Begin Data extract

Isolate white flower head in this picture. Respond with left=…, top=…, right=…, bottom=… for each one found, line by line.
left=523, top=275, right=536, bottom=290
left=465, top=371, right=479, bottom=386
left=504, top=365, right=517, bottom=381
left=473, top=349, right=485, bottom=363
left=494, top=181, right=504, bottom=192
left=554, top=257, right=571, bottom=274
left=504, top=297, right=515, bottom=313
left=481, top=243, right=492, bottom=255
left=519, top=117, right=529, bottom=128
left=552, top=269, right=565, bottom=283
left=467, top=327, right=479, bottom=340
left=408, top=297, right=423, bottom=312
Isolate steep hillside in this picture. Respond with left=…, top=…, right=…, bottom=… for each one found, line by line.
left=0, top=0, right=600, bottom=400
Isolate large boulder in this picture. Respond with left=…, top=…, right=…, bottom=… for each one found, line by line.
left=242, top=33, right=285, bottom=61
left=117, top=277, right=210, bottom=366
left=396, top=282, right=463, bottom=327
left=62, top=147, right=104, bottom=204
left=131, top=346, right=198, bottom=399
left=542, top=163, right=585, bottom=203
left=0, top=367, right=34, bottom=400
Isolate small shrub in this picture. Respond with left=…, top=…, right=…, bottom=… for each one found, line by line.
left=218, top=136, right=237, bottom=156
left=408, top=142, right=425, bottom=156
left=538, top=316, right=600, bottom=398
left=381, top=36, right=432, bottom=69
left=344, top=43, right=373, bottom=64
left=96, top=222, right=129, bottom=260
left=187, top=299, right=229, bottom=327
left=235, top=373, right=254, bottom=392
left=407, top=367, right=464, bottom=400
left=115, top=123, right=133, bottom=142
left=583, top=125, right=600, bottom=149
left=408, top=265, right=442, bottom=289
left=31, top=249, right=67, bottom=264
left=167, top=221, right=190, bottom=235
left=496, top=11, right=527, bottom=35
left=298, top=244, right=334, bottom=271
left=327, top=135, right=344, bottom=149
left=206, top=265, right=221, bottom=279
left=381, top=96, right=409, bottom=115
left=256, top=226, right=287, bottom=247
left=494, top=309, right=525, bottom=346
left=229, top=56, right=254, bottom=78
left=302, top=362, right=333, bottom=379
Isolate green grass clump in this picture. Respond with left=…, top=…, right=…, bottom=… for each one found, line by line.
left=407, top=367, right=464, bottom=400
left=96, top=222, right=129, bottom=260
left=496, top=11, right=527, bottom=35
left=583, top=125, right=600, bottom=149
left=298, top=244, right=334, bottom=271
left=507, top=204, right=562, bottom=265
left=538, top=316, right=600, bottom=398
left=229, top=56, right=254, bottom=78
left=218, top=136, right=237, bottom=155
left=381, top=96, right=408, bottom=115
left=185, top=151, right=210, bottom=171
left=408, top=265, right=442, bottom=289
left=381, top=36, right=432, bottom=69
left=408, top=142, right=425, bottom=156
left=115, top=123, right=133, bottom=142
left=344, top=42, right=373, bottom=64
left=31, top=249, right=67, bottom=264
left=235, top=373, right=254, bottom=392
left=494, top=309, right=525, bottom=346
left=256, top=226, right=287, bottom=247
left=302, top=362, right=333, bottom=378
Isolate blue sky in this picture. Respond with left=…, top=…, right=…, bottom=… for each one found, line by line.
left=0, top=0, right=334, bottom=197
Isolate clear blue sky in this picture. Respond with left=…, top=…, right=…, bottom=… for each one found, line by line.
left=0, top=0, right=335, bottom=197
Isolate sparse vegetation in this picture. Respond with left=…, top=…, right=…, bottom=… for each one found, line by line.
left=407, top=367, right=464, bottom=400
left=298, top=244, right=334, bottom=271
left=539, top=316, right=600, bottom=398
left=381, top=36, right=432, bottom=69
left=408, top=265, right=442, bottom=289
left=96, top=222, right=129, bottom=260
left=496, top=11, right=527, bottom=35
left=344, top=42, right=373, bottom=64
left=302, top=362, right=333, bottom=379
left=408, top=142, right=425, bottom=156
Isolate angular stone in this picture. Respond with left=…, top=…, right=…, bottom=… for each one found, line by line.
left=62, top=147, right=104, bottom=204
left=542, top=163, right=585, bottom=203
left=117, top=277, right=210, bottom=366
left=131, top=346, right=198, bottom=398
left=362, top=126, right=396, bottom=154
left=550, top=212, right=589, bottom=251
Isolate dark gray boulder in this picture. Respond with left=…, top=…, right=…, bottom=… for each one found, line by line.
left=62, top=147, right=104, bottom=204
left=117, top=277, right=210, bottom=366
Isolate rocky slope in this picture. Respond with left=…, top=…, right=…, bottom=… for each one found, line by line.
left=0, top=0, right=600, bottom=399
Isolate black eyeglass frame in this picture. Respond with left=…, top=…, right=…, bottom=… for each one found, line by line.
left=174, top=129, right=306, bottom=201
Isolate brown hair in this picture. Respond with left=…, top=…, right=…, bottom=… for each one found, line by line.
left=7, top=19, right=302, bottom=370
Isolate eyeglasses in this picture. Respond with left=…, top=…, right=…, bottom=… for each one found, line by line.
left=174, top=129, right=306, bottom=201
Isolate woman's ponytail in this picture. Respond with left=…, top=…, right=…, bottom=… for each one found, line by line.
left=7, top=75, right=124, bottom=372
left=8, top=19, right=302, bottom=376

End Data extract

*Stated exercise*. Swap each "Isolate" in the rows above for "Locate", and write out all the rows again with nothing else changed.

*Answer to the problem*.
Locate white flower head in this picture. Respond with left=…, top=…, right=…, bottom=… for each one found, line by line.
left=523, top=275, right=536, bottom=290
left=465, top=371, right=479, bottom=386
left=504, top=365, right=517, bottom=381
left=473, top=349, right=485, bottom=363
left=494, top=181, right=504, bottom=192
left=554, top=257, right=571, bottom=274
left=504, top=297, right=515, bottom=313
left=481, top=243, right=492, bottom=255
left=519, top=117, right=529, bottom=128
left=552, top=269, right=565, bottom=283
left=467, top=327, right=479, bottom=340
left=408, top=297, right=423, bottom=312
Locate steep hillside in this picture. Respond with left=…, top=…, right=…, bottom=… for each one found, line by line.
left=0, top=0, right=600, bottom=400
Locate large boulder in this picture. Respond with left=…, top=…, right=…, bottom=… for each one found, line by line.
left=242, top=33, right=285, bottom=61
left=117, top=277, right=210, bottom=366
left=396, top=282, right=463, bottom=327
left=62, top=147, right=104, bottom=204
left=131, top=346, right=198, bottom=399
left=542, top=163, right=585, bottom=203
left=0, top=367, right=34, bottom=400
Locate small shrub in this picture. Respond with left=…, top=…, right=…, bottom=… for each one found, line by line.
left=218, top=136, right=237, bottom=156
left=408, top=142, right=425, bottom=156
left=538, top=316, right=600, bottom=398
left=381, top=36, right=432, bottom=69
left=344, top=43, right=373, bottom=64
left=96, top=222, right=129, bottom=260
left=187, top=299, right=229, bottom=327
left=235, top=373, right=254, bottom=392
left=407, top=367, right=464, bottom=400
left=115, top=123, right=133, bottom=142
left=583, top=125, right=600, bottom=149
left=408, top=265, right=442, bottom=289
left=31, top=249, right=67, bottom=264
left=167, top=221, right=190, bottom=235
left=496, top=11, right=527, bottom=35
left=298, top=244, right=334, bottom=271
left=327, top=135, right=344, bottom=149
left=206, top=265, right=221, bottom=279
left=381, top=96, right=409, bottom=115
left=256, top=226, right=287, bottom=247
left=494, top=309, right=525, bottom=346
left=229, top=56, right=254, bottom=78
left=302, top=362, right=333, bottom=379
Locate green grass clump in this picture. Respond with left=…, top=…, right=…, bottom=… for each one found, line by line.
left=407, top=367, right=464, bottom=400
left=96, top=222, right=129, bottom=260
left=496, top=11, right=527, bottom=35
left=583, top=125, right=600, bottom=149
left=298, top=244, right=334, bottom=271
left=507, top=204, right=562, bottom=265
left=538, top=316, right=600, bottom=398
left=229, top=56, right=254, bottom=78
left=218, top=136, right=237, bottom=155
left=381, top=96, right=408, bottom=115
left=185, top=151, right=210, bottom=171
left=408, top=265, right=442, bottom=289
left=381, top=36, right=432, bottom=69
left=408, top=142, right=425, bottom=156
left=115, top=123, right=133, bottom=142
left=344, top=42, right=373, bottom=64
left=31, top=249, right=67, bottom=264
left=235, top=373, right=254, bottom=392
left=494, top=309, right=525, bottom=346
left=256, top=226, right=287, bottom=247
left=302, top=362, right=333, bottom=378
Locate blue sky in this picture. Respond with left=…, top=…, right=…, bottom=… for each one found, line by line.
left=0, top=0, right=334, bottom=197
Locate clear blue sky in this picture. Respond with left=…, top=…, right=…, bottom=… for each one found, line by line.
left=0, top=0, right=335, bottom=197
Locate sparse vegetation in this picture. Respond with left=…, top=…, right=…, bottom=… for each one found, line by line.
left=407, top=367, right=464, bottom=400
left=298, top=244, right=334, bottom=271
left=539, top=316, right=600, bottom=398
left=381, top=36, right=432, bottom=69
left=408, top=265, right=442, bottom=289
left=96, top=222, right=129, bottom=260
left=496, top=11, right=527, bottom=35
left=344, top=42, right=373, bottom=64
left=302, top=362, right=333, bottom=379
left=408, top=142, right=425, bottom=156
Locate angular stone in this picture. Respond with left=…, top=…, right=…, bottom=… for each one found, line by line.
left=62, top=147, right=104, bottom=204
left=542, top=163, right=585, bottom=203
left=117, top=277, right=210, bottom=366
left=131, top=346, right=198, bottom=398
left=362, top=126, right=396, bottom=154
left=550, top=212, right=589, bottom=251
Locate dark gray boulder in this picture. Respond with left=…, top=…, right=…, bottom=… for each one found, line by line.
left=62, top=147, right=104, bottom=204
left=117, top=277, right=210, bottom=366
Locate rocky slope in this picture. Respond with left=…, top=…, right=…, bottom=… for each one found, line by line.
left=0, top=0, right=600, bottom=399
Locate black eyeglass frame in this picture. Respond with left=…, top=…, right=…, bottom=… for each one found, line by line.
left=174, top=129, right=306, bottom=201
Locate brown hair in this picture. Respond with left=…, top=…, right=…, bottom=… for each one found, line by line.
left=7, top=19, right=302, bottom=370
Locate eyeglasses in this picture. Respond with left=…, top=…, right=…, bottom=… for each one found, line by line.
left=174, top=129, right=306, bottom=201
Locate woman's ponytail in this picture. Respond with left=…, top=…, right=…, bottom=… for each one found, line by line.
left=7, top=75, right=124, bottom=372
left=8, top=19, right=302, bottom=376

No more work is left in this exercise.